**Extracted records:**

BEGIN

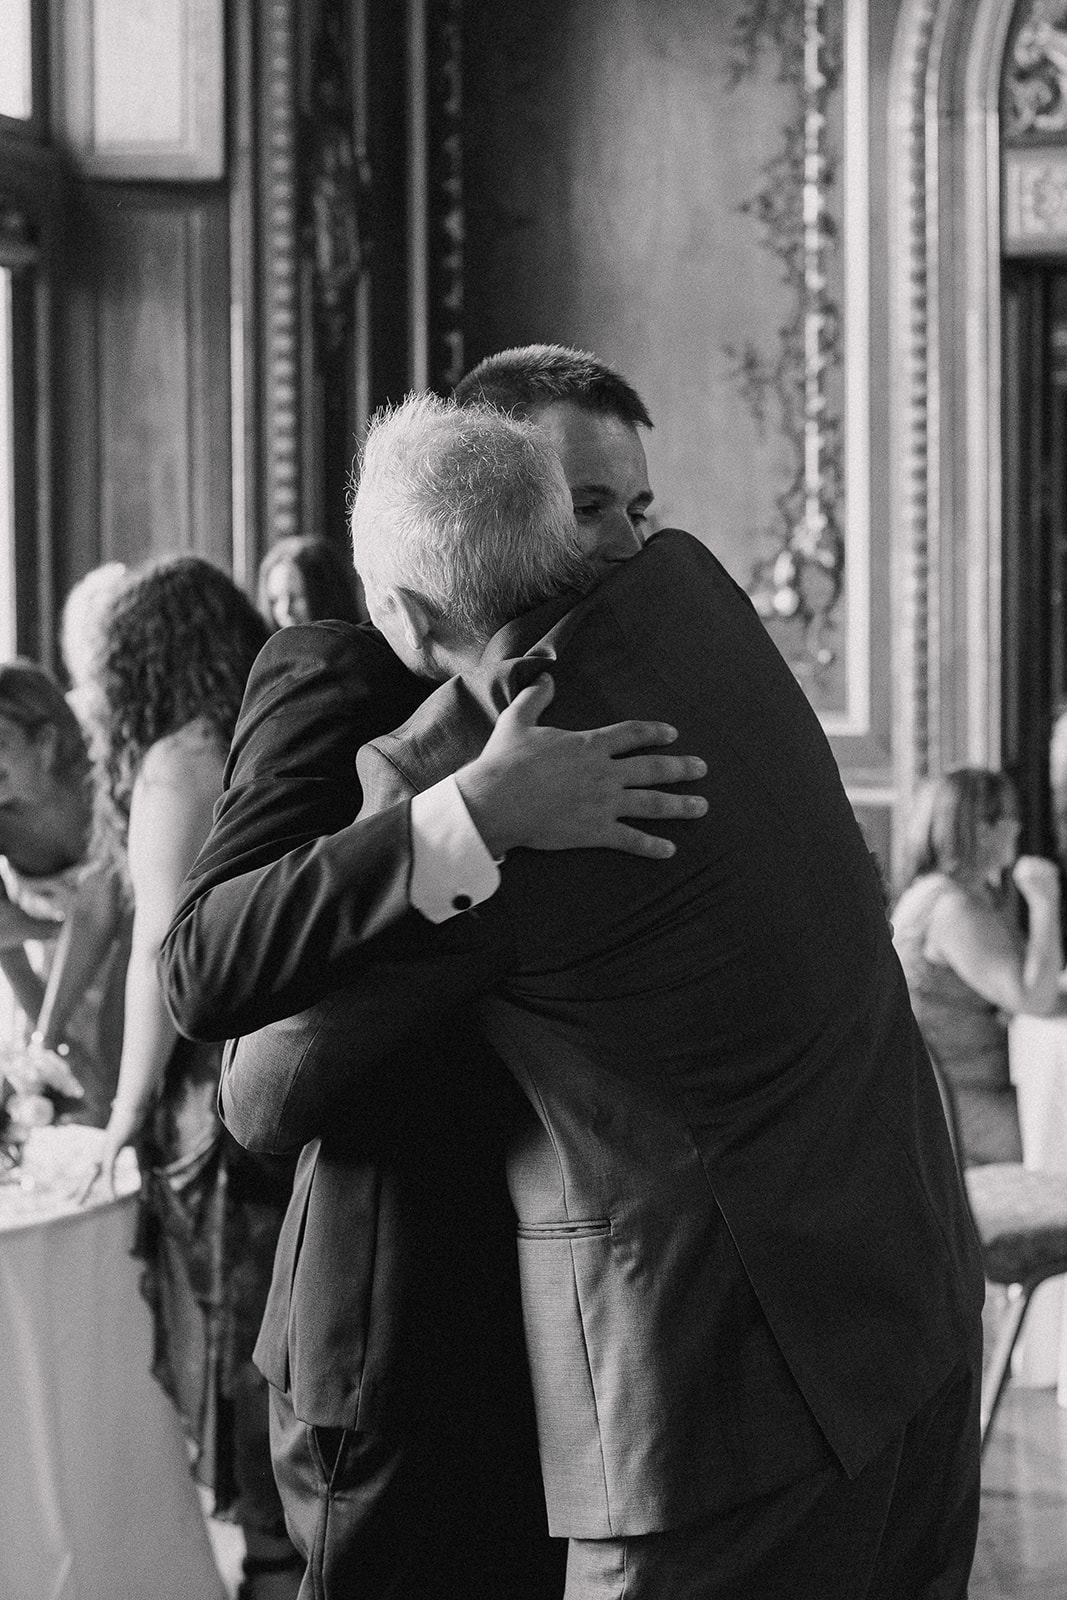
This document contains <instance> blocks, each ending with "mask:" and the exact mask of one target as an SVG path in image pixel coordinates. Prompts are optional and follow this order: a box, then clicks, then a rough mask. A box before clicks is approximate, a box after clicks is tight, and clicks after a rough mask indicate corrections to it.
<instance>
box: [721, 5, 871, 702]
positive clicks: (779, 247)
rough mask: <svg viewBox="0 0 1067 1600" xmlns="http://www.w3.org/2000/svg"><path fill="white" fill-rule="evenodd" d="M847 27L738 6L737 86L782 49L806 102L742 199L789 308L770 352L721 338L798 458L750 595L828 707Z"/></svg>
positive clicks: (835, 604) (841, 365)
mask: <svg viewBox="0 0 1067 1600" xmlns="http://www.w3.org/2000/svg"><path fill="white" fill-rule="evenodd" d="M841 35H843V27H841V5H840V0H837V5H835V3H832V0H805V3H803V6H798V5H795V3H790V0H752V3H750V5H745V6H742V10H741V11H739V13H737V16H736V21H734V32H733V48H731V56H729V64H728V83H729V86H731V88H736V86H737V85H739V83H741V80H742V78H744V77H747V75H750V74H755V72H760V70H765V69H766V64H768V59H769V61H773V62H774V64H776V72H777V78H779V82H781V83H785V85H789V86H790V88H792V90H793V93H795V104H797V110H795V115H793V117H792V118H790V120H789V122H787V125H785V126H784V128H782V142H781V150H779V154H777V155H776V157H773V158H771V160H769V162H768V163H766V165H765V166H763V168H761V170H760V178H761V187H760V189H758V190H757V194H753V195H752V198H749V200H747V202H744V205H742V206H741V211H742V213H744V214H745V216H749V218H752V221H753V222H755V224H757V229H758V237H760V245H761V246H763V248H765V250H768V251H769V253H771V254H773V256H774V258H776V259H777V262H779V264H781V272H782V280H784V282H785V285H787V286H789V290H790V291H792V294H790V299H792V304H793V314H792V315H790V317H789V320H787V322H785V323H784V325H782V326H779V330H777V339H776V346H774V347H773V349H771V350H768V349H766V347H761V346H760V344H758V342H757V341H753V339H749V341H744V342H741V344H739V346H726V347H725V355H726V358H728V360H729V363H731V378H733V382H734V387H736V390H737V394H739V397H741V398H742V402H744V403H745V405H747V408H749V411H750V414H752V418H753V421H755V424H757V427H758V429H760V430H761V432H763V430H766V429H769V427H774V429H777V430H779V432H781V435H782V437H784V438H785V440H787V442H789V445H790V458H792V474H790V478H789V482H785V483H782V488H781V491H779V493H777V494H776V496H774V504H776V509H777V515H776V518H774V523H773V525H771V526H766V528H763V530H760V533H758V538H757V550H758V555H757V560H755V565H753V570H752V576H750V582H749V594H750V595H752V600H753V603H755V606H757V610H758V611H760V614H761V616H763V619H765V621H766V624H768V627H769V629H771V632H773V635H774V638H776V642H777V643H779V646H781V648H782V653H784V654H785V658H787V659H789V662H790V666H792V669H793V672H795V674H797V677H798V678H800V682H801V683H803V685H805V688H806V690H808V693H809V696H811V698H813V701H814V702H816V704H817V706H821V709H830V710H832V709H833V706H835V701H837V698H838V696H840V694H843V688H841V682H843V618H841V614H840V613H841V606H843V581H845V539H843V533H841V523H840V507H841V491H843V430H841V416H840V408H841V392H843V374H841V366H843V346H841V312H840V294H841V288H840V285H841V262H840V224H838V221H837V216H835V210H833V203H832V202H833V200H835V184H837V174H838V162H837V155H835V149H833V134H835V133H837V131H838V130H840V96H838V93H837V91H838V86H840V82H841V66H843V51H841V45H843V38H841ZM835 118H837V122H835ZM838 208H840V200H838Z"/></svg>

END
BEGIN

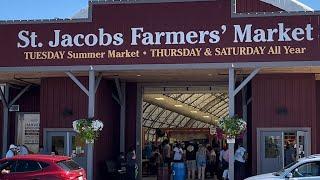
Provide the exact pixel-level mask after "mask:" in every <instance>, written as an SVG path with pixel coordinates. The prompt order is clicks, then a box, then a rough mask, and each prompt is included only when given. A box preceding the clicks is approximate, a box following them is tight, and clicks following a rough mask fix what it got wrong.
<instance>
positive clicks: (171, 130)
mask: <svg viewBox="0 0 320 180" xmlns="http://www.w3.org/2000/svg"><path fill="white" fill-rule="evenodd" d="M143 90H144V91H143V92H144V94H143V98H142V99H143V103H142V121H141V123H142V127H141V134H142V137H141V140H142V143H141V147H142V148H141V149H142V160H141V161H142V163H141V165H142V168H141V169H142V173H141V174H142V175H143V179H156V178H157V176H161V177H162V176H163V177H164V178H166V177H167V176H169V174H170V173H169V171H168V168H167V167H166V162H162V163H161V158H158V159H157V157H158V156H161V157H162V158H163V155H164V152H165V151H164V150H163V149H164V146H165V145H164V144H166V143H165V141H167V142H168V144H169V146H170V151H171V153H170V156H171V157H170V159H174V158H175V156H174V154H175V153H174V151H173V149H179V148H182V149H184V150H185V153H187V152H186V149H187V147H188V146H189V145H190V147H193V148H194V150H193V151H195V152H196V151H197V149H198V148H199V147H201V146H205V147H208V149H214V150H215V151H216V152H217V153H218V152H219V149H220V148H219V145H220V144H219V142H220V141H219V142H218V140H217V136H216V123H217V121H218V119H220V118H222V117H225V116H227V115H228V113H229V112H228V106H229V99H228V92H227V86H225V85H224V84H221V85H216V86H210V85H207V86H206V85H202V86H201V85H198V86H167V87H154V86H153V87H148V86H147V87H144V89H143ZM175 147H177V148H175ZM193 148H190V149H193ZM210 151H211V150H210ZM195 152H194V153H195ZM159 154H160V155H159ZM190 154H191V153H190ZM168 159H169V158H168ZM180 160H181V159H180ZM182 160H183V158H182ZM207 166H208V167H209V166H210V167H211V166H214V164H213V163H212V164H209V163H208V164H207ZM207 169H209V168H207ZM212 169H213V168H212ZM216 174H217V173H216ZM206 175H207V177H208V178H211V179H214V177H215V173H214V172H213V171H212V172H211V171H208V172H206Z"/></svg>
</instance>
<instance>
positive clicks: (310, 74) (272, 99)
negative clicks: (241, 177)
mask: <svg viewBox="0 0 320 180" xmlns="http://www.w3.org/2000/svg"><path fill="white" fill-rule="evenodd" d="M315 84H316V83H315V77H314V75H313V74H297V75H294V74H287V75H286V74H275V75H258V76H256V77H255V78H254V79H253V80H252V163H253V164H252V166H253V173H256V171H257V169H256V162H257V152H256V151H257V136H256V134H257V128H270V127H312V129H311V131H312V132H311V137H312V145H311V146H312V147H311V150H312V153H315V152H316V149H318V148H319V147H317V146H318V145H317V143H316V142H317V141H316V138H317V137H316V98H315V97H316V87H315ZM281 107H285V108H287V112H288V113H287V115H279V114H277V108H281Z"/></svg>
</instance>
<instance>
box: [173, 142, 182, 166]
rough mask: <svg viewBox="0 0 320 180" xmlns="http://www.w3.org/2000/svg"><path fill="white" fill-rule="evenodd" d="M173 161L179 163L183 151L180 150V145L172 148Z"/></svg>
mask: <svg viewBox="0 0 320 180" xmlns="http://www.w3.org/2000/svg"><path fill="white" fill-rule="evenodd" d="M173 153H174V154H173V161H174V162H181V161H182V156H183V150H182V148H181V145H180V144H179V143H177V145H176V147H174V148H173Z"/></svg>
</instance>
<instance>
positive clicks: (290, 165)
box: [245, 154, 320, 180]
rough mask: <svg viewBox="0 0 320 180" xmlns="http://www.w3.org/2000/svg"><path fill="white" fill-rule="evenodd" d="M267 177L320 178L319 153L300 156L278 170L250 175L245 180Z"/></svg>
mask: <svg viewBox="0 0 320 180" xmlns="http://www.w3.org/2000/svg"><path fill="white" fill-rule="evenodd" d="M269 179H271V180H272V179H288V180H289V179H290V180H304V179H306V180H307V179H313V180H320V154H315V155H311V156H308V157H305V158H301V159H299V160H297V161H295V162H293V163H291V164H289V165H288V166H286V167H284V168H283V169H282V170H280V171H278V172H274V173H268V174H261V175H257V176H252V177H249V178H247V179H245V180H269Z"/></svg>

END

**Work order:** How many lines of the listing above contain the string "positive"? Match case exactly and reply with the number alone.

**Worked solution:** 5